● Exercise instructions
Pick up the news story on the artists' letter backing Britain's EU membership where it stops, and write the next few paragraphs.

● Given passage

══════

- Associated Press - Friday, May 20, 2016

LONDON (AP) - If celebrity power were votes, Britain’s European Union membership would be secure.

Almost 300 actors, writers, musicians and other cultural figures appealed Friday for British voters to back the “remain” side in a June 23 EU membership referendum, arguing that a vote to leave the 28-nation bloc will leave the U.K. “an outsider shouting from the wings.”

Signatories from the acting world included “Sherlock” star Benedict Cumberbatch, “X-Men” superhero Patrick Stewart, Jude Law, Bill Nighy, Keira Knightley, Kristin Scott Thomas, Chiwetel Ejiofor and Helena Bonham Carter.

They were joined by spy novelist John le Carre, “Wolf Hall” writer Hilary Mantel, fashion designer Vivienne Westwood, “Slumdog Millionaire” director Danny Boyle, singer Paloma Faith and the members of rock band Franz Ferdinand.

The letter said many creative projects “would never have happened without vital EU funding or by collaborating across borders.” It argued that Britain’s creative success “would be severely weakened by walking away.”

“From the Bard to Bowie, British creativity inspires and influences the rest of the world. We believe that being part of the EU bolsters Britain’s leading role on the world stage,” the signatories said. “Let’s not become an outsider shouting from the wings.”

══════

● Given information
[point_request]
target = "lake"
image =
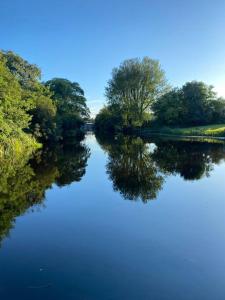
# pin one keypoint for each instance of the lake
(119, 218)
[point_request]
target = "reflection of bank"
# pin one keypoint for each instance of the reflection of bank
(23, 185)
(137, 167)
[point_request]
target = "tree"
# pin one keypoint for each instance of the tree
(14, 117)
(107, 121)
(134, 87)
(69, 97)
(42, 111)
(169, 108)
(194, 104)
(197, 99)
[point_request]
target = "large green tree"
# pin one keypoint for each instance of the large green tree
(43, 111)
(14, 117)
(134, 87)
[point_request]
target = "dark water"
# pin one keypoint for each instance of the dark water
(119, 219)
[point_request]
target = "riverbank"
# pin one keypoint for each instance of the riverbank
(211, 131)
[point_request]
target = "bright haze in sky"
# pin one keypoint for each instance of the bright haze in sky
(83, 40)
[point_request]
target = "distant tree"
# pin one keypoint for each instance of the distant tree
(107, 121)
(134, 87)
(197, 99)
(194, 104)
(69, 97)
(169, 108)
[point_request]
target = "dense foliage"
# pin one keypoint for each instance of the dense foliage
(194, 104)
(72, 110)
(31, 111)
(134, 86)
(138, 96)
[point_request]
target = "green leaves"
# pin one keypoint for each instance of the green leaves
(134, 87)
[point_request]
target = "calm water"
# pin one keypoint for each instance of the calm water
(119, 219)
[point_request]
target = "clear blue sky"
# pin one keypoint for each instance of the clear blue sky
(82, 40)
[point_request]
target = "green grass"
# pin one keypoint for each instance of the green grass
(214, 130)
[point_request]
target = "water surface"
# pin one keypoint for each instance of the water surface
(124, 218)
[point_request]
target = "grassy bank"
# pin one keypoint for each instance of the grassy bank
(214, 130)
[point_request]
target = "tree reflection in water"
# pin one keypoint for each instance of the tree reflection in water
(23, 182)
(138, 170)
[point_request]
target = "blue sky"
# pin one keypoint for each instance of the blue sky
(82, 40)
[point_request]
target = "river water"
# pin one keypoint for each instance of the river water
(121, 218)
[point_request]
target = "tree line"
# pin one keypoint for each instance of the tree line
(34, 112)
(138, 95)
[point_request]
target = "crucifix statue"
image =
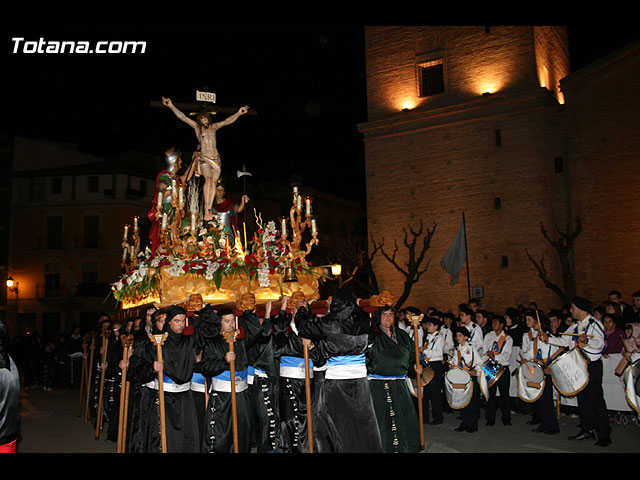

══════

● Exercise answer
Culture is one of Britain’s biggest exports. Data released Friday by the British Phonographic Industry showed than one in six music albums sold in 2015 was by a British act, and U.K. actors regularly headline Hollywood films.

Prime Minister David Cameron underscored the artists’ “remain” message with a visit Friday to London’s Abbey Road Studios, where the Beatles once recorded. He met signatories to the letter including “The Wire” star Dominic West and sculptor Anish Kapoor.

Most of the generally liberal arts community backs remaining in the EU, but the support is not absolute. Brexit-backing entertainers include actor Michael Caine and singer Roger Daltrey of The Who.

Writer and Conservative peer Michael Dobbs - who wrote the original British 1990s series “House of Cards” - said Britain’s creative industries were booming “because of the talent that is in Britain’s DNA,” and not because of the EU.

The EU, Dobbs said, is “failing. The dream is dead. We need to move on.”